### Stored dataset items
——
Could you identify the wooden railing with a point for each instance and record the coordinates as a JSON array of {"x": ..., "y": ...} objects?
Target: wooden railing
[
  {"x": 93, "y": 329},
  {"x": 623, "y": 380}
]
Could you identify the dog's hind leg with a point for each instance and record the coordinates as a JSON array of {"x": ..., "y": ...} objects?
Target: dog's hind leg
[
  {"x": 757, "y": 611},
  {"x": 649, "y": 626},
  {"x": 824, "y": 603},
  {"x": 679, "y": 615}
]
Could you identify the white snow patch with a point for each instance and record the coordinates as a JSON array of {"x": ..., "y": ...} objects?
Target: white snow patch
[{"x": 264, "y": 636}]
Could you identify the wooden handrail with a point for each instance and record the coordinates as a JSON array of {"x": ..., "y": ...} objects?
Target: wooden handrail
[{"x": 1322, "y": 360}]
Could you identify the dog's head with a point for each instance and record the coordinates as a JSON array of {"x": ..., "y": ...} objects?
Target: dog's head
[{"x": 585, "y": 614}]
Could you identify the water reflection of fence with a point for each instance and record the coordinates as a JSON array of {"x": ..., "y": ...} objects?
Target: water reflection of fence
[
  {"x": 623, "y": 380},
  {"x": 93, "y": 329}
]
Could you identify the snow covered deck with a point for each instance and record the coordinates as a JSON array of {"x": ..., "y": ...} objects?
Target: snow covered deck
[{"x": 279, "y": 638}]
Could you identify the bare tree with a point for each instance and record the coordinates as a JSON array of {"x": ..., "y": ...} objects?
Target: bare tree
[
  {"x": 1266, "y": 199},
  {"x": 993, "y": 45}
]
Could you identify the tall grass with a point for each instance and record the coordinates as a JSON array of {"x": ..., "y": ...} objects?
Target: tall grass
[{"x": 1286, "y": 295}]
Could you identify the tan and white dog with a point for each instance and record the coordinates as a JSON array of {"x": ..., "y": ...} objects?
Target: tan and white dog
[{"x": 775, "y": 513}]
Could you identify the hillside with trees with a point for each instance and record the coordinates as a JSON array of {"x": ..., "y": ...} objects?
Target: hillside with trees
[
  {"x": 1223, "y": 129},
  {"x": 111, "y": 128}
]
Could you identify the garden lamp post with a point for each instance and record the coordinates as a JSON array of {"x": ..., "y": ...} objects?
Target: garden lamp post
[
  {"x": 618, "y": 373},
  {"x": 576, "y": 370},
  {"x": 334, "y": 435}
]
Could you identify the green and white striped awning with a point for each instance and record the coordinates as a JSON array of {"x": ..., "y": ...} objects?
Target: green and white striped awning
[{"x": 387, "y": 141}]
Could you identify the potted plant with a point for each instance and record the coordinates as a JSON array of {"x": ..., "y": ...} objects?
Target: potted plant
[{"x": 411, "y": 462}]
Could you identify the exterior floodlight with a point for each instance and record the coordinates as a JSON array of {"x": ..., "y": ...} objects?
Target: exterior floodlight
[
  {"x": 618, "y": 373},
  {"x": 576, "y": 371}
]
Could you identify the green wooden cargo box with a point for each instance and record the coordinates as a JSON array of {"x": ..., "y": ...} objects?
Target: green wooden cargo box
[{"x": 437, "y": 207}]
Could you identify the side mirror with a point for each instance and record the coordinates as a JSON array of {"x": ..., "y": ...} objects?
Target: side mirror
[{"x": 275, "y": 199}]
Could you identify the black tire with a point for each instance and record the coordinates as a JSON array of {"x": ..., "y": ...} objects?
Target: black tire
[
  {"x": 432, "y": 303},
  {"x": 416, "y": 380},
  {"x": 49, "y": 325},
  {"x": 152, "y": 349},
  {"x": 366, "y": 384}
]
——
### ACTIVITY
Give back the entries exactly, so that each line matches the original.

### WRITTEN SOLUTION
Could you identify the wooden railing with a point for each instance and record the coordinates as a JSON array of {"x": ..., "y": ...} objects?
Target: wooden railing
[
  {"x": 93, "y": 329},
  {"x": 623, "y": 380}
]
Could you identify the dog's hind leg with a point for each instance and record the coordinates as a JSON array of {"x": ..., "y": ...} objects?
Target: dog's hind leg
[
  {"x": 757, "y": 611},
  {"x": 649, "y": 626},
  {"x": 824, "y": 603},
  {"x": 679, "y": 615}
]
Could you identify the white snow patch with a point for each instance and record the coordinates as a JSON array of {"x": ..., "y": ...} objects?
Target: white snow patch
[{"x": 264, "y": 636}]
Could you identify the wooden handrail with a point for each instance and record the coordinates as a JSON array of {"x": ..., "y": ...} objects?
Target: wooden handrail
[{"x": 1322, "y": 360}]
Could you identify the dog's head with a point for each instance and record the coordinates as a JSON array of {"x": ..., "y": ...} objects?
Target: dog's head
[{"x": 585, "y": 614}]
Could you identify the water reflection of fence with a point for each instance and record the coordinates as a JSON array of {"x": ..., "y": ...} objects?
Target: water reflection of fence
[
  {"x": 623, "y": 380},
  {"x": 93, "y": 329}
]
Could you identify the snow covered deck with a point for each instance and record the coordinates as a JSON array of {"x": ..., "y": ...} objects?
Target: snow covered deck
[{"x": 279, "y": 638}]
Could you identify the bare tree with a point for each instance and record the coordinates as a JSON array of {"x": ..., "y": ...} objects?
Target: bare tree
[
  {"x": 1266, "y": 199},
  {"x": 993, "y": 45}
]
Could you identify the tall grass with a point for each instance and record the coordinates as a JSON array of {"x": ..., "y": ...} objects?
Target: tall grass
[{"x": 1286, "y": 295}]
Could you identify the tan and white dog with a point for each instance and record the coordinates as a JSON array of {"x": ..., "y": ...} objects?
Target: tan and white dog
[{"x": 775, "y": 513}]
Could you identify the hillside with trees with a point for each instance and record the coordinates as a JSON array of {"x": ..., "y": ...} objects?
Target: hillside with trees
[
  {"x": 1223, "y": 129},
  {"x": 111, "y": 128}
]
Could you identify the garden lamp post with a point for each instance and record the coordinates as a JSON array of {"x": ..., "y": ...} objects?
Target: garden lamp post
[
  {"x": 618, "y": 373},
  {"x": 576, "y": 370},
  {"x": 334, "y": 435}
]
Could you identify the green and white striped awning with a point for each instance and record the coordinates as a JSON array of {"x": ..., "y": ...} objects?
Target: green and white striped awning
[{"x": 387, "y": 141}]
Could you identify the potted plant with a point for each instance and record the coordinates as a JSON array of {"x": ..., "y": ...} objects?
Target: potted plant
[{"x": 411, "y": 462}]
Could you identify the exterior floodlight with a point for each instance and record the coordinates as a JSON array of {"x": ..., "y": ...} objects?
Target: exterior floodlight
[
  {"x": 618, "y": 373},
  {"x": 576, "y": 371}
]
Could you identify the green wooden cargo box with a point for each instance and record the coordinates as a JSON array of {"x": ..., "y": ...} objects?
Target: green wooden cargo box
[{"x": 437, "y": 207}]
Could you identify the side mirror with a point for each instance and record the coordinates as a JSON array of {"x": ..., "y": ...} objects?
Target: side mirror
[{"x": 275, "y": 199}]
Could you identify the black tire with a point for each instance and record the coordinates as a JSON array of {"x": ..., "y": ...} objects?
Target: black tire
[
  {"x": 432, "y": 303},
  {"x": 416, "y": 380},
  {"x": 49, "y": 325},
  {"x": 152, "y": 349},
  {"x": 366, "y": 384}
]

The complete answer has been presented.